▸ Records for this task

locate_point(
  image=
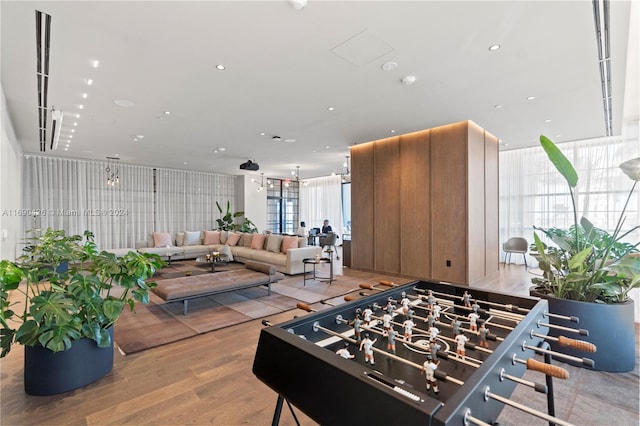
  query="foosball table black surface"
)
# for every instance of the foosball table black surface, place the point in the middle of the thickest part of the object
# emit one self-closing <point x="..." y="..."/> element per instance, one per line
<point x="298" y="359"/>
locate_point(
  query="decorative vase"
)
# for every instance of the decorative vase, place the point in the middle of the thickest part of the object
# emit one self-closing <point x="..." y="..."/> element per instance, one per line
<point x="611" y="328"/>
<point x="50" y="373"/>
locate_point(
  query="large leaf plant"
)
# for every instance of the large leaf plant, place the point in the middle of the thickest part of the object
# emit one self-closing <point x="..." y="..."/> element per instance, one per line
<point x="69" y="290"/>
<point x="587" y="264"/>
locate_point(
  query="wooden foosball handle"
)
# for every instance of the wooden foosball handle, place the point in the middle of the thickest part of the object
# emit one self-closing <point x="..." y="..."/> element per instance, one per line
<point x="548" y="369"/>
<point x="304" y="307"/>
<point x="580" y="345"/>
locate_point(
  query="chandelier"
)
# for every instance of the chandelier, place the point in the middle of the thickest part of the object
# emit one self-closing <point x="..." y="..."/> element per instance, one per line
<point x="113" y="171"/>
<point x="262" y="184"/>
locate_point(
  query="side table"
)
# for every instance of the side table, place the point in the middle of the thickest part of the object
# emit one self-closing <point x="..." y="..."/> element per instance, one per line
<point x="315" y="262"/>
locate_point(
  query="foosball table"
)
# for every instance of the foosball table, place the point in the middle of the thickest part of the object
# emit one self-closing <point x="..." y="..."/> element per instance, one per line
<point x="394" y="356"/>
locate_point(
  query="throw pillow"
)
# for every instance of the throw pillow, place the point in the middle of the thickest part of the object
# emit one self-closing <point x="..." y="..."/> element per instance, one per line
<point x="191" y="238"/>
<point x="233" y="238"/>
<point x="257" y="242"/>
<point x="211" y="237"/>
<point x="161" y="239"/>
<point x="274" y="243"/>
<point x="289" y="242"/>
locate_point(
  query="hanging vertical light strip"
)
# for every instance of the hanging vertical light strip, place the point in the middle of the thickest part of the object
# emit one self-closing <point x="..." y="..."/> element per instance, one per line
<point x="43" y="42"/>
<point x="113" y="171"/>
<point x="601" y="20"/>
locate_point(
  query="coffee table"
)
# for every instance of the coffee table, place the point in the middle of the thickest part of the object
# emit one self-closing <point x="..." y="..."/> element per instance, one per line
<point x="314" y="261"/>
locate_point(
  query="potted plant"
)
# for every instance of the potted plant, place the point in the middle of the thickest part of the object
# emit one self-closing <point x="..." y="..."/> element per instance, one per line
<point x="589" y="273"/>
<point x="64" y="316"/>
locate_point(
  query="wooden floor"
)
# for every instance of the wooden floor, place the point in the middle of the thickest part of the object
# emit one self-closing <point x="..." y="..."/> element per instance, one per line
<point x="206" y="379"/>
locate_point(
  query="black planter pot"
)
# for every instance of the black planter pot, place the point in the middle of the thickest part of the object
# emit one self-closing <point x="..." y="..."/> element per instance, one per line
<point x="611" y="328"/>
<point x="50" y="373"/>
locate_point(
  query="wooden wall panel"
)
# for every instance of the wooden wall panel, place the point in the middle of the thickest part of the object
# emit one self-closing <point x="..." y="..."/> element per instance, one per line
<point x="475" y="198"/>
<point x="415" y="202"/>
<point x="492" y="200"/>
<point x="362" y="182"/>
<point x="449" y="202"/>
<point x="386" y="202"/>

▸ Written task
Without the pictures, write out every entry precisely as it appears.

▸ Exercise answer
locate_point(
  image=
  query="foosball table black surface"
)
# for every instance of the foosball table black surface, place the point in the middle of the thickest part of the object
# emit one self-closing <point x="..." y="..."/> element per instance, one per line
<point x="298" y="359"/>
locate_point(
  query="decorative vase"
)
# for every instance of the decorative vase, place the point in the middle of the thickest part of the object
# emit one self-closing <point x="..." y="..."/> element per instance, one per line
<point x="611" y="328"/>
<point x="50" y="373"/>
locate_point(
  query="large leaf plant"
)
# for every instance of the large leaf plant, place the point in the middle of the thickest part of the object
# emit one self-closing <point x="..." y="..."/> element per instance, one per line
<point x="69" y="290"/>
<point x="587" y="264"/>
locate_point(
  query="wooden foosball handle"
)
# for every instance of the wooden foosball handle, place the point in the middle of the thickest part of the object
# emit one self-closing <point x="..." y="..."/> element per instance, one per line
<point x="548" y="369"/>
<point x="304" y="307"/>
<point x="580" y="345"/>
locate_point(
  query="chandelier"
)
# for every instance of the chandelier, place the point in the middle of the thickest part of the object
# emit one self-closing <point x="..." y="..."/> element per instance, one per line
<point x="113" y="171"/>
<point x="262" y="184"/>
locate_point(
  query="side table"
)
# for every instance of the side table, place the point in the middle of the thickest part of the object
# emit one self-closing <point x="..." y="..."/> element per instance, one per line
<point x="315" y="262"/>
locate_point(
  query="foosball table"
)
# for every instance of the foosball table, place the point in the middle of the thickest part of the object
# emit one self-closing <point x="..." y="..."/> element per instance, one per line
<point x="394" y="356"/>
locate_point(
  query="throw pillow"
)
# for every instance of the throw pillow, place the point in the middle of the thickest part of the object
# emit one self-closing <point x="..." y="..."/> element per instance, one per line
<point x="191" y="238"/>
<point x="233" y="238"/>
<point x="257" y="242"/>
<point x="211" y="237"/>
<point x="161" y="239"/>
<point x="274" y="243"/>
<point x="289" y="242"/>
locate_point(
  query="hanging vertical light strip"
)
# for every instance of the hanging vertical light strip, place the point in the middle of the thickest part of the object
# emit one self-closing <point x="..." y="..."/> element per instance, one per line
<point x="43" y="42"/>
<point x="113" y="171"/>
<point x="601" y="20"/>
locate_point(
  query="coffee table"
)
# for every instance of the coffee table, place the point in the middle of the thickest part of the object
# emit one self-closing <point x="..." y="..."/> element per instance, one per line
<point x="314" y="261"/>
locate_point(
  query="potted plant"
)
# for every instance of the potted plant, place the point in the middle of the thickest part of the object
# emit one self-closing <point x="..." y="..."/> element per instance, one per line
<point x="589" y="273"/>
<point x="64" y="316"/>
locate_point(
  query="wooden floor"
)
# for every instance of the wooden floor, place the point in the middle of the thickest part of the object
# emit one self-closing <point x="..." y="..."/> element per instance, one per line
<point x="206" y="379"/>
locate_point(
  query="black planter pot"
)
# for every instance of the black planter pot, place the point in the middle of the thickest part of the object
# emit one self-closing <point x="..." y="..."/> element per instance, one per line
<point x="611" y="328"/>
<point x="50" y="373"/>
locate_point(
  query="wooden wall panel"
)
# for every instance of the wooden wall panel, place the point in the middle of the thickest part of the object
# emit one self-closing <point x="..." y="..."/> element per instance, one per line
<point x="475" y="198"/>
<point x="415" y="202"/>
<point x="492" y="200"/>
<point x="362" y="182"/>
<point x="449" y="202"/>
<point x="386" y="202"/>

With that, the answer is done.